## SUPPLIED DATA
· · · · · · ·

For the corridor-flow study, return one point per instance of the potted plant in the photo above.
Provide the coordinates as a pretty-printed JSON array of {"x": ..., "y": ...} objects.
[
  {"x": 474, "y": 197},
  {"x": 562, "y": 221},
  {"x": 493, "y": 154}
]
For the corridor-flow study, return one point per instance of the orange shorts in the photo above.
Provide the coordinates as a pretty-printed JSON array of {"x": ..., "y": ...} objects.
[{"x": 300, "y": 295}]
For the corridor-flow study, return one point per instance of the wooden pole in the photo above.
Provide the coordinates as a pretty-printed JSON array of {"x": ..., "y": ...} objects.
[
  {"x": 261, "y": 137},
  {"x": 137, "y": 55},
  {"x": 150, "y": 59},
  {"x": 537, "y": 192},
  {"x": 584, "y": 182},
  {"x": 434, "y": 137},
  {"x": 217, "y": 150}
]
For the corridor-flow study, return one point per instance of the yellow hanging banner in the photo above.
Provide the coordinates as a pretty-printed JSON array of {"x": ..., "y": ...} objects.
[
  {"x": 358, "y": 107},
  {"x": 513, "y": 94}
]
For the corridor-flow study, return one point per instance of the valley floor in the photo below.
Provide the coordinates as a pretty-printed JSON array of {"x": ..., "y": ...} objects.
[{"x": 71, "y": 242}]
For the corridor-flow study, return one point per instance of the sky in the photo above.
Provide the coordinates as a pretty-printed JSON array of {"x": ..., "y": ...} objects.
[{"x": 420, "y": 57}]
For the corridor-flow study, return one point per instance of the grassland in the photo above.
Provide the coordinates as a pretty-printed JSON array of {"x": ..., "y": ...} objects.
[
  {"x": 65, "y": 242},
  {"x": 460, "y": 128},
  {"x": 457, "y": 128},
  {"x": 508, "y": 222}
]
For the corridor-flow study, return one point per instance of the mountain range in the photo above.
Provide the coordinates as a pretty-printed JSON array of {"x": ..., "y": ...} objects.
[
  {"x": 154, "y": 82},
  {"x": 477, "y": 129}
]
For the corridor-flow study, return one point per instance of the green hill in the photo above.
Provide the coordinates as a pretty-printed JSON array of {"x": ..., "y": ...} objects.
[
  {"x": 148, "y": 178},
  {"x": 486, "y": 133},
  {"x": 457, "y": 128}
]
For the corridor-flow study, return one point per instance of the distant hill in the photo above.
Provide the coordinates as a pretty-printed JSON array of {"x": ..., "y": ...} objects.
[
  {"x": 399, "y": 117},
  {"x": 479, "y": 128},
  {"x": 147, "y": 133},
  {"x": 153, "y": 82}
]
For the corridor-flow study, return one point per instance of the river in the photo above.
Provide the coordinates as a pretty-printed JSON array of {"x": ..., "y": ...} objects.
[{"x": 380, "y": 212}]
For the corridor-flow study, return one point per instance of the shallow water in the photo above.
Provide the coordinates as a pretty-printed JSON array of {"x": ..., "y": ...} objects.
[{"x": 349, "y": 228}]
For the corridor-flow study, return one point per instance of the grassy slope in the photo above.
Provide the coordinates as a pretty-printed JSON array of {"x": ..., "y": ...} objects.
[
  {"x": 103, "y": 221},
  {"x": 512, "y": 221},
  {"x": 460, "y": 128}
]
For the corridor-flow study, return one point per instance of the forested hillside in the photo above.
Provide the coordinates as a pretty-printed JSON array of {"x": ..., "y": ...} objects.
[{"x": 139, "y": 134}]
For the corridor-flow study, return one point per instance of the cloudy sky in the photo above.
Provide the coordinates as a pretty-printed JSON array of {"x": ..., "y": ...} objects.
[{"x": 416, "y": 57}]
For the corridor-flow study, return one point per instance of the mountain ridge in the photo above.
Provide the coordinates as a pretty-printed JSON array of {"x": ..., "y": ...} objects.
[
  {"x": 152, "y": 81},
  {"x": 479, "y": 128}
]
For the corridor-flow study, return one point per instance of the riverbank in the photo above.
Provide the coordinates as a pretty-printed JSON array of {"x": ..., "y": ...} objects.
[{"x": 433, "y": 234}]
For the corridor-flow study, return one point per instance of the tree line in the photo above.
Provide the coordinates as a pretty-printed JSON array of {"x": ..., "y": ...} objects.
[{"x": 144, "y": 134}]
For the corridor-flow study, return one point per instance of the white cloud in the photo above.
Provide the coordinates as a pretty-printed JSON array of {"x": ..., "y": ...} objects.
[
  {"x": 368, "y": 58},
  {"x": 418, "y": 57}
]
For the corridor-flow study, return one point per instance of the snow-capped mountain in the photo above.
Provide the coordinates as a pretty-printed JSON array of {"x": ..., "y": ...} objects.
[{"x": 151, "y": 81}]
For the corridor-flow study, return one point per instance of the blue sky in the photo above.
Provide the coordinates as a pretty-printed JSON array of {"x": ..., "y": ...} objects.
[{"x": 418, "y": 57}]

· · · · · · ·

## JOB
Reproduce all of the records above, changing every occurrence of "corridor-flow study" to "corridor-flow survey" and leaving everything else unchanged.

## WORKED ANSWER
For the corridor-flow survey, return one point per instance of the potted plant in the photo above.
Provide the coordinates as a pretty-printed JSON array of {"x": ..., "y": ...} objects.
[
  {"x": 474, "y": 197},
  {"x": 562, "y": 221},
  {"x": 493, "y": 154}
]
For the corridor-flow survey, return one point per instance of the orange shorts in the photo above.
Provide the coordinates as a pretty-printed JSON array of {"x": ..., "y": ...} objects.
[{"x": 300, "y": 295}]
For the corridor-flow survey, return one point per instance of the wooden pole in the photo above.
Provide the coordinates as a pretty-printed JSON array of {"x": ..., "y": ...} objects.
[
  {"x": 261, "y": 137},
  {"x": 137, "y": 55},
  {"x": 150, "y": 59},
  {"x": 537, "y": 192},
  {"x": 584, "y": 182},
  {"x": 434, "y": 137},
  {"x": 217, "y": 150}
]
For the corridor-flow survey, return one point per instance of the yellow hanging banner in the photo above.
Provide the coordinates as a pretty-printed JSON array of {"x": ..., "y": ...} objects.
[
  {"x": 358, "y": 107},
  {"x": 513, "y": 94}
]
For the corridor-flow survey, return one point per instance of the valley floor in the photo below.
Provide the coordinates as a pretty-printed JSON array of {"x": ..., "y": ...} objects.
[{"x": 71, "y": 242}]
For the corridor-flow survey, return one point per instance of the sky in the photo above.
Provide the coordinates as a pretty-printed JSON array of {"x": ..., "y": ...} objects.
[{"x": 420, "y": 57}]
For the corridor-flow survey, return one point per instance of the grassland in the photo above.
Provide the coordinates as a pretty-printed JSON array of {"x": ..., "y": ...} objects.
[
  {"x": 65, "y": 242},
  {"x": 460, "y": 128},
  {"x": 457, "y": 128},
  {"x": 508, "y": 222}
]
For the corridor-flow survey, return one point per instance of the mountain range in the photo above.
Provide the coordinates as a pretty-printed JSON array of {"x": ..., "y": ...} objects.
[
  {"x": 154, "y": 82},
  {"x": 477, "y": 129}
]
For the corridor-flow survey, return one point per instance of the green hill in the photo above.
Provide the coordinates as a pretty-printed JSON array of {"x": ..., "y": ...} objects.
[
  {"x": 148, "y": 178},
  {"x": 486, "y": 133},
  {"x": 457, "y": 128}
]
For the corridor-flow survey, return one point per instance of the distant hill in the photo above.
Provide the coordinates as a pretty-printed JSON array of {"x": ..., "y": ...} objects.
[
  {"x": 399, "y": 117},
  {"x": 479, "y": 128},
  {"x": 147, "y": 133},
  {"x": 153, "y": 82}
]
For the corridor-flow survey, return one point per instance of the river in the photo above.
Provide the coordinates as a pretty-printed JSON array of {"x": ..., "y": ...} objects.
[{"x": 380, "y": 212}]
For the corridor-flow survey, return one point per instance of the shallow water in the photo above.
Provide the coordinates as a pretty-printed JSON array of {"x": ..., "y": ...} objects.
[{"x": 349, "y": 228}]
For the corridor-flow survey, return one point per instance of the grassy slope in the photo above.
Provide the coordinates as a pretty-printed JSON array of {"x": ..., "y": ...} objects.
[
  {"x": 103, "y": 221},
  {"x": 512, "y": 221},
  {"x": 460, "y": 128}
]
For the corridor-flow survey, return one point per instance of the forested hillside in the photo above.
Provide the coordinates as a pretty-printed JSON array of {"x": ..., "y": ...} objects.
[{"x": 139, "y": 134}]
For the corridor-flow survey, return one point per instance of the cloudy sky in the photo above.
Provide the coordinates as a pretty-printed JSON array of {"x": ..., "y": ...} objects.
[{"x": 416, "y": 57}]
For the corridor-flow survey, return one point per instance of the mountain ridge in the photo above.
Provide the coordinates as a pretty-printed JSON array of {"x": ..., "y": ...} objects.
[
  {"x": 152, "y": 81},
  {"x": 479, "y": 128}
]
For the corridor-flow survey, return one point per instance of the riverbank in the photo above.
Provide the coordinates as a pretty-printed JSON array of {"x": ..., "y": ...} objects.
[{"x": 433, "y": 234}]
For the corridor-flow survey, return one point per instance of the tree line in the photo above.
Provide the coordinates as a pretty-printed JSON array of {"x": ..., "y": ...} objects.
[{"x": 144, "y": 134}]
For the corridor-flow survey, return one point per instance of the white cloud in the photo above.
Provide the coordinates as a pretty-printed JSON array of {"x": ..., "y": ...} objects.
[
  {"x": 368, "y": 58},
  {"x": 418, "y": 57}
]
For the corridor-flow survey, return one point per instance of the snow-capped mountain in the photo above.
Provide the coordinates as a pretty-printed JSON array of {"x": ..., "y": ...} objects.
[{"x": 151, "y": 81}]
For the corridor-flow survey, return one point per instance of the blue sky in the photo above.
Provide the coordinates as a pretty-printed JSON array of {"x": ..., "y": ...} objects.
[{"x": 418, "y": 57}]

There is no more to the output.